=== Text provided ===
☆ ☆ ☆

Thursday, January 08, 2009

Your'e Conservatism Is Too Small

Alex Massie has a wonderful post on how dogmatic the Republican Party has become and ties it to the history of the Conservative Party in the UK after the age of Thatcher. Reaganism helped revitalize the GOP and ushered in a conservative era in the United States. But as Massie notes, the party has become stuck in its past, unwilling to change as the nation changes, and that past has become highly fictionalized, make Reagan more doctrinare than he was in reality.

The point here is not to say how great Massie's article is, though it is a good read and you should take some time and read it. He puts into words, what I have wanted to say for a while, that conservatism in the United States has become too small; more interested in setting up tests to show who is the "true" conservative and expelling those who are deemed heretics. As Massie notes, you'd think Reagan was the only Republican commander-in-chief, with no one ever mentioning Ford or Eisenhower or even Teddy Roosevelt. (We kind of know why Nixon isn't mentioned with any pride.) All the others are in some way deemed as insufficiently conservative.

Reagan was a good president, but to focus on him alone is too fashion a Republican Party that is very narrow, when in reality there are many different forms of conservatism, that have had a place in the GOP at some point in the past. The real Reagan was more willing to widen the base to make the GOP a majority party, something that many his current devotees would find an anathema.

Maybe because I'm a pastor, I've been fascinated at how the GOP resembles the mainline Protestant congregations that I have been a member of or served at. Many of these congregations were great institutions in their day, but those days are now long gone. However, people look at the past with rose-colored glasses, ignoring all the shades of grey or all the things that might not have been so good during those so-called "good ole days." People in these congregations then end up holding on to the past, afraid to change in order to keep the church going. This road is a slow road to dying, as the old folks in the congregation die off and the new are never really allowed in.

In many ways, this is what the GOP is facing. We are in love with the past or more succinctly, the past when we were king. And many in the party have held on to a fictionalized past that they long for, afraid to let anyone in lest it changes their perceptions of the party.

But we hold on to the Reagan years at our peril. The America that Ronald Reagan faced in 1981 is not the America of 2009. The nation has changed, we have become more diverse, and more accepting of issues like homosexuality. But instead of trying to fashion a conservatism for the 21st century, it seems like time has not changed and that has caused people to walk away from the party. Here is what Massie says:

Witness, for instance, the party's hostility to gay marriage. That plays well with the base, but it's not something that's likely to endear it to the political future. It's a symbolic issue in some ways, but each year plenty of voters who agree with the GOP die while plenty more who don't are added to the electoral roll.

☆ ☆ ☆

=== Provided material ===
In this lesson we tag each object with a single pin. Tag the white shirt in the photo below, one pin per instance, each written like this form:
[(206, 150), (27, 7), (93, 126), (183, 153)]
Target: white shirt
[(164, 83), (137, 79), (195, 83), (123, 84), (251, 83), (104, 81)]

☆ ☆ ☆

=== Work to be completed ===
Answer these about the post on conservatism:
1. Which three Republican presidents besides Reagan are said to go unmentioned?
2. What is the writer's job?
3. In what year did Ronald Reagan face the America that the post contrasts with 2009?
The data isn't needed for this.

=== Complete response ===
1. Ford, Eisenhower, and Teddy Roosevelt.
2. Pastor.
3. 1981.